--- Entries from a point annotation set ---
— BEGIN —

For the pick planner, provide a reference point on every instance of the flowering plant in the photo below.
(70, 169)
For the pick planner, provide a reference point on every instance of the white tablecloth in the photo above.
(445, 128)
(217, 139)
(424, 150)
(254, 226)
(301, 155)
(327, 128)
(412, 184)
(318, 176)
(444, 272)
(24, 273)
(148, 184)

— END —

--- Task description ---
Write out the records above line for line, with no changes.

--- Problem solution ---
For the pick planner, provide a reference point on every instance of the flowering plant in the photo below.
(70, 169)
For the pick planner, provide a reference point on every instance of the white tablecloth in the photo above.
(445, 128)
(217, 139)
(424, 150)
(254, 226)
(301, 155)
(327, 128)
(412, 184)
(318, 176)
(444, 272)
(24, 273)
(148, 184)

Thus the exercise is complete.